#### [ENTRIES PROVIDED]
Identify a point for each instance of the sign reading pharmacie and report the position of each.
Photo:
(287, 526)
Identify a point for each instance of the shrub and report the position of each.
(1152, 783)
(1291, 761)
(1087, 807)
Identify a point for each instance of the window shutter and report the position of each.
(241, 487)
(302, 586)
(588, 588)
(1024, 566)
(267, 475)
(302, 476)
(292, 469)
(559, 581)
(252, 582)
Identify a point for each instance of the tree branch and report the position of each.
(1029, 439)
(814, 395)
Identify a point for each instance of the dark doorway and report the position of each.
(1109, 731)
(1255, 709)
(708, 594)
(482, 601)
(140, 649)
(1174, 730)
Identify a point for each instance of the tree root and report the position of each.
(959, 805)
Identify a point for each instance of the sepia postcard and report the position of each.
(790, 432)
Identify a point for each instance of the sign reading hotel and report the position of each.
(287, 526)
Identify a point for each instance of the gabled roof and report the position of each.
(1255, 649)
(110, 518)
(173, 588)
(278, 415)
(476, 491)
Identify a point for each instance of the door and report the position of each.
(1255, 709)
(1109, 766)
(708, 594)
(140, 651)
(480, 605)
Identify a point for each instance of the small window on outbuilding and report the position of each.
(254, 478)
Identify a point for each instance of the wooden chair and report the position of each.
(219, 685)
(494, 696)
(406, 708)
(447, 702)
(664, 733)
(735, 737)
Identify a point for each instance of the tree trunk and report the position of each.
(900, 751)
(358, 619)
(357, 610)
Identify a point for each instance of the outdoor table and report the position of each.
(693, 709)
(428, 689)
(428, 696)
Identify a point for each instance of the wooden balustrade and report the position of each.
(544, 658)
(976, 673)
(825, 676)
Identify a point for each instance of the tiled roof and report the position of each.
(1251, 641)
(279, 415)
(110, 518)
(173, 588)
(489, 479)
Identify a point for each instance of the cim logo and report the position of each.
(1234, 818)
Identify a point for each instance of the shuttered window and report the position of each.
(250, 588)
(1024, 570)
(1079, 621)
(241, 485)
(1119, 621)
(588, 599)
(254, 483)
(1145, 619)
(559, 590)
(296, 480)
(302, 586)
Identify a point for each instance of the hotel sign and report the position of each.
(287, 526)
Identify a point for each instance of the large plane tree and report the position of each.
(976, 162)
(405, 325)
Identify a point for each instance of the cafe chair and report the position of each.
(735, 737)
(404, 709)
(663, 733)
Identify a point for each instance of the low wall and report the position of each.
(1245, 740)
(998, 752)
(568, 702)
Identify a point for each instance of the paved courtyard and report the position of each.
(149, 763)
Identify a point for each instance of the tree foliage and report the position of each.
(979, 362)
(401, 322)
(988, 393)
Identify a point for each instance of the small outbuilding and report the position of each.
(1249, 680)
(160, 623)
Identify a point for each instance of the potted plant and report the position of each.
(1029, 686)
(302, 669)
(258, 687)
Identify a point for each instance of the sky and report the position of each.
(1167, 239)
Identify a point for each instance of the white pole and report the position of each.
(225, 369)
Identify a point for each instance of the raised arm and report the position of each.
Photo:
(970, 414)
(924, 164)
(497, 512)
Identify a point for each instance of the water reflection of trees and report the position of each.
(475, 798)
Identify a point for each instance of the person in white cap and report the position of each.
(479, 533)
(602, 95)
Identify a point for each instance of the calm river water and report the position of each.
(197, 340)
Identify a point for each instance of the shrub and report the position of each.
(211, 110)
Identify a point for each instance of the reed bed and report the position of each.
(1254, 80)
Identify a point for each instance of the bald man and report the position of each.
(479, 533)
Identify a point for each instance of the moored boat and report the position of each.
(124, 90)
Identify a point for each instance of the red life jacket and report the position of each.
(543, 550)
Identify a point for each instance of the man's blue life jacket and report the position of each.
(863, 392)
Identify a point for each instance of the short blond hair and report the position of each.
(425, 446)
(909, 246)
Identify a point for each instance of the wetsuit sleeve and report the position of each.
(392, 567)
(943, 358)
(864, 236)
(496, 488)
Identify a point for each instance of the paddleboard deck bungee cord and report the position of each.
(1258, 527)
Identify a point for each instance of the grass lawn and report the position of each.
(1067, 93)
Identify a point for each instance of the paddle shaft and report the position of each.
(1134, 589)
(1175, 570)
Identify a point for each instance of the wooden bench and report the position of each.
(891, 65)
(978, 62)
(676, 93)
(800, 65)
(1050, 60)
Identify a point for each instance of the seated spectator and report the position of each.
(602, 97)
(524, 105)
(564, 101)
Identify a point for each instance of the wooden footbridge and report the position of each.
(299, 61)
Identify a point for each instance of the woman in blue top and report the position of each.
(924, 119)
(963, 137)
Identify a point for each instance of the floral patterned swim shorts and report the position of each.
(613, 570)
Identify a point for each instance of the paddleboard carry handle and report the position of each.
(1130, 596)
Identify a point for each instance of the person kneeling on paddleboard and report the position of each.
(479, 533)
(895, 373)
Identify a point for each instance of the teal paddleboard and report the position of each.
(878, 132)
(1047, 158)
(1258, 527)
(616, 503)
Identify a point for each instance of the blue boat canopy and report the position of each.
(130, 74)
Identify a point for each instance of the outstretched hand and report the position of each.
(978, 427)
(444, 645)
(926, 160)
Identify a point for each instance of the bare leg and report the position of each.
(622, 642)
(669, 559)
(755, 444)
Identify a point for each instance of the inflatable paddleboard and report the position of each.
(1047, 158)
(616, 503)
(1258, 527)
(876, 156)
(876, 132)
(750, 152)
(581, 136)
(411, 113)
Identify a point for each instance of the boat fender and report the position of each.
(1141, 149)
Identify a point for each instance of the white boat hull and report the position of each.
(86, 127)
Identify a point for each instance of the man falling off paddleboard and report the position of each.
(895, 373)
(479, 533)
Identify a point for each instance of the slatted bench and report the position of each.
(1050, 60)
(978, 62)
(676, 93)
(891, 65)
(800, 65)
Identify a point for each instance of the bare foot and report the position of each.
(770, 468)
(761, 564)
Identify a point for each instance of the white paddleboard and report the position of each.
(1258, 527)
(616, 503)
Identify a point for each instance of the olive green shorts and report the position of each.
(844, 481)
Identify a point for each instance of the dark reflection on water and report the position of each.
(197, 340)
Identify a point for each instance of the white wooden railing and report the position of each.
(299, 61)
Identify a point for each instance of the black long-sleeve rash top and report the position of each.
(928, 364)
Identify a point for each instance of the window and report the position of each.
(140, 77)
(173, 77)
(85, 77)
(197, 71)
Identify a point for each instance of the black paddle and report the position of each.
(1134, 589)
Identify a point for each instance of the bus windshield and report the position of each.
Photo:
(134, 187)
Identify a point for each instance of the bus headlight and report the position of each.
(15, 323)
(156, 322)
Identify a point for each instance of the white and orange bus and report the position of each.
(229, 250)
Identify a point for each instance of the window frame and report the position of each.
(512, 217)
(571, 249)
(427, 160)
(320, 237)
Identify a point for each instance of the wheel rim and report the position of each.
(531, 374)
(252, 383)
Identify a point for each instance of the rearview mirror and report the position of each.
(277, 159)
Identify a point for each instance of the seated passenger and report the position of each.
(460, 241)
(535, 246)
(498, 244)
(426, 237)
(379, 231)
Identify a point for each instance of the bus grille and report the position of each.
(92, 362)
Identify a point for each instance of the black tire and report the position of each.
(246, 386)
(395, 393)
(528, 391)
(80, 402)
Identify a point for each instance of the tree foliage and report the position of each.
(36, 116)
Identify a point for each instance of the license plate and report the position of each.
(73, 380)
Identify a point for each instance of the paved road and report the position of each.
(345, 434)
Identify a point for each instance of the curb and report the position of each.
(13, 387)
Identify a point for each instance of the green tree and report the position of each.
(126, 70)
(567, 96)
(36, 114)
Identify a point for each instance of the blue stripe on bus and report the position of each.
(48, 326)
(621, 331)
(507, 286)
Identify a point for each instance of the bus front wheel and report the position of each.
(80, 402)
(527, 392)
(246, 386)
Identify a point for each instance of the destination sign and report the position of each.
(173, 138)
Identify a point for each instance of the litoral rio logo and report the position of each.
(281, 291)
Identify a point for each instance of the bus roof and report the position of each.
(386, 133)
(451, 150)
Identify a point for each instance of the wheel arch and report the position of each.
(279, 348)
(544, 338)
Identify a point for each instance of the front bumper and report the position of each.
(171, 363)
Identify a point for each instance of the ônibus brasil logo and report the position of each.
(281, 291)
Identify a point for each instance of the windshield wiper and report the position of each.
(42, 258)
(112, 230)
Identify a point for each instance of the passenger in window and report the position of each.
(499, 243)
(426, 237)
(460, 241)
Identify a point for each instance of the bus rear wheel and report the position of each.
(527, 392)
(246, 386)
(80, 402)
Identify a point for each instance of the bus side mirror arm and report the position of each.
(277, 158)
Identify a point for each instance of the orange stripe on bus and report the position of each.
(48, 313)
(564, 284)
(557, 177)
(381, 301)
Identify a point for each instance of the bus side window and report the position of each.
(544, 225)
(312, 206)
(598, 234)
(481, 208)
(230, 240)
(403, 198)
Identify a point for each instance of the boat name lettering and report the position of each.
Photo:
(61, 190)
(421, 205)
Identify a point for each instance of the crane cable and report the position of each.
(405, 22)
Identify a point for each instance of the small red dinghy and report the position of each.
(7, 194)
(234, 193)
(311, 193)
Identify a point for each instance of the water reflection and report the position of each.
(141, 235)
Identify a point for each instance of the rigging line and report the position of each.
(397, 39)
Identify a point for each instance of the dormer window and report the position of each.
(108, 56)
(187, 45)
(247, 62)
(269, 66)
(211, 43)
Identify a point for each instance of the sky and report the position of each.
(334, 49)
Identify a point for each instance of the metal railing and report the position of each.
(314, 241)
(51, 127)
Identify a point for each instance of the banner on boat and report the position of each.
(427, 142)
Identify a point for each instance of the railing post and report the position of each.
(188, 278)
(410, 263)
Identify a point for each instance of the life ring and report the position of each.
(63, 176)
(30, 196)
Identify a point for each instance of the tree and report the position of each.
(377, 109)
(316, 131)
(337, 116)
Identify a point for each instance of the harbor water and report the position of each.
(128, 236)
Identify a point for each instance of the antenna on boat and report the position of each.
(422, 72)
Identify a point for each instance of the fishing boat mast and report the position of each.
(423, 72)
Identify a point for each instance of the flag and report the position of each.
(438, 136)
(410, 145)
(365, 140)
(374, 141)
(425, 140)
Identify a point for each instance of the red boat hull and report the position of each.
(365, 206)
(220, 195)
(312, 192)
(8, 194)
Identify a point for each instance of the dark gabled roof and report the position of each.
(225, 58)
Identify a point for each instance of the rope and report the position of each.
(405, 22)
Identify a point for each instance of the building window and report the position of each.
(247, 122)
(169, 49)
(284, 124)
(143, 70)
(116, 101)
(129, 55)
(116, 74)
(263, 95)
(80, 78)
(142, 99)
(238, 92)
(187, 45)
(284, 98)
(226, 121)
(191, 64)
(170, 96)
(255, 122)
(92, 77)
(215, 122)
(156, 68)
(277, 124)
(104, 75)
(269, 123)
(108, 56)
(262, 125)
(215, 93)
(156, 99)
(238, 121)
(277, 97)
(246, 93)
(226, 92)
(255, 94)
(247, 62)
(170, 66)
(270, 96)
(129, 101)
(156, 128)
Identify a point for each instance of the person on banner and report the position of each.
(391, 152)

#### [WHAT IS REQUIRED]
Take the line in which "Identify a point for each instance of the red boat" occurs and each subsequent line through the end; give these lines again without alteration.

#### [EXERCISE ANSWER]
Identify a point for each instance of the red boat hull and report the position of each.
(365, 206)
(220, 195)
(312, 192)
(8, 194)
Identify a point for each instance of the dark gabled roof and report the position of each.
(225, 58)
Identify a point for each instance of the rope and report the position of each.
(405, 22)
Identify a point for each instance of the building window and report the position of each.
(247, 122)
(169, 49)
(284, 124)
(143, 70)
(116, 101)
(129, 55)
(116, 74)
(263, 95)
(80, 78)
(142, 99)
(238, 92)
(187, 45)
(284, 98)
(226, 121)
(191, 64)
(170, 96)
(255, 122)
(92, 77)
(215, 122)
(156, 68)
(277, 124)
(104, 75)
(269, 123)
(108, 56)
(262, 125)
(215, 93)
(156, 99)
(238, 121)
(277, 97)
(246, 93)
(226, 92)
(255, 94)
(247, 62)
(170, 66)
(270, 96)
(129, 101)
(156, 128)
Identify a point for each instance of the person on banner and report the position of each.
(391, 152)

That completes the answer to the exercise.